-- Records supplied start --

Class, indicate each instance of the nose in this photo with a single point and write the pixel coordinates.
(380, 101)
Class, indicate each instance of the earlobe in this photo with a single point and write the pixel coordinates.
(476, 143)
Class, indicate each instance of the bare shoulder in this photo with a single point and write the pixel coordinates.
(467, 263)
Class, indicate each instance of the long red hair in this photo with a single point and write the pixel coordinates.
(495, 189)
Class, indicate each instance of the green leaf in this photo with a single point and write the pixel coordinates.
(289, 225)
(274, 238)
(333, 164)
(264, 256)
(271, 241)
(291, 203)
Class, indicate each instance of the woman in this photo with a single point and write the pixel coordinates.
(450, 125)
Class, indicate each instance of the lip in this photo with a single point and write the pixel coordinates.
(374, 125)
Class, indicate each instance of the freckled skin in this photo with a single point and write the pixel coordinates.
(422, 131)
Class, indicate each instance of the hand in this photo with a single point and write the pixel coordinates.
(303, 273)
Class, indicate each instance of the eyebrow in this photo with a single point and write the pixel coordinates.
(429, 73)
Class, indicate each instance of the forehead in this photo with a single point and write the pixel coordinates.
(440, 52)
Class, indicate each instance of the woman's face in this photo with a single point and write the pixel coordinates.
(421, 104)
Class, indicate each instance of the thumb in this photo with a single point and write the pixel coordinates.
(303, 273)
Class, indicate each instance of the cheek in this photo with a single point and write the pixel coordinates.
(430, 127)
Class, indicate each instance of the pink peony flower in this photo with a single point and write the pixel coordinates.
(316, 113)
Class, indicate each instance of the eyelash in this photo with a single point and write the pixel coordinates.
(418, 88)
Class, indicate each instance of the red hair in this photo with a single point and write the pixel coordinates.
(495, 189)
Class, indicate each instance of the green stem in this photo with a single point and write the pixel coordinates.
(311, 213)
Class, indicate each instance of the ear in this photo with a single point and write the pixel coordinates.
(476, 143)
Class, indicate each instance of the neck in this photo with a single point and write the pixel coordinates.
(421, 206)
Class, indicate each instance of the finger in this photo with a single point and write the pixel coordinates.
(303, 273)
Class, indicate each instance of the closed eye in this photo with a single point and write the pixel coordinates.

-- Records supplied end --

- Work instructions -
Rewrite all the records above as a JSON list of strings, one string per line, skipping any blank lines.

- Final result -
[
  "Class, indicate each instance of the nose in this photo with a single point and write the pixel coordinates.",
  "(380, 101)",
  "Class, indicate each instance of the earlobe in this photo with a single point and write the pixel coordinates.",
  "(476, 143)",
  "Class, indicate each instance of the bare shoulder in this photo with a single point and write the pixel coordinates.",
  "(467, 263)",
  "Class, indicate each instance of the long red hair in this photo with a single point and write the pixel coordinates.",
  "(495, 189)",
  "Class, indicate each instance of the green leaf in this photo with a single point and write the pixel coordinates.",
  "(289, 225)",
  "(274, 238)",
  "(333, 164)",
  "(264, 256)",
  "(271, 241)",
  "(291, 203)",
  "Class, indicate each instance of the woman in this photo with a single point and write the pixel coordinates.",
  "(450, 125)",
  "Class, indicate each instance of the lip in this photo with a single point and write the pixel coordinates.",
  "(374, 125)",
  "Class, indicate each instance of the freckled skin in this photo with a single point and write the pixel coordinates.",
  "(422, 131)",
  "Class, indicate each instance of the hand in this photo with a single point and write the pixel coordinates.",
  "(303, 273)",
  "Class, indicate each instance of the eyebrow in this photo with a single point and write the pixel coordinates.",
  "(429, 73)",
  "Class, indicate each instance of the forehead in this photo with a single point and write the pixel coordinates.",
  "(440, 52)",
  "Class, indicate each instance of the woman's face in this photo with a single point and write the pixel coordinates.",
  "(421, 104)",
  "Class, indicate each instance of the thumb in this photo with a single point and write the pixel coordinates.",
  "(303, 273)",
  "Class, indicate each instance of the cheek in this photo with a single point and write the pixel coordinates.",
  "(430, 127)",
  "Class, indicate each instance of the pink peony flower in this photo with a single point and write the pixel coordinates.",
  "(316, 113)",
  "Class, indicate each instance of the eyelash in this photo with a single point and write the pixel coordinates.",
  "(418, 88)",
  "Class, indicate each instance of the red hair in this photo with a single point and write the pixel coordinates.",
  "(495, 189)",
  "Class, indicate each instance of the green stem in this photo with a single point and write the pixel coordinates.",
  "(311, 213)",
  "Class, indicate each instance of the ear in this photo with a single point and write the pixel coordinates.",
  "(476, 143)",
  "Class, indicate each instance of the neck in this photo with a single point and write the pixel coordinates.",
  "(421, 206)",
  "Class, indicate each instance of the finger in this photo with a single point and write the pixel coordinates.",
  "(303, 273)",
  "Class, indicate each instance of the closed eye in this photo with a single point and write the pixel coordinates."
]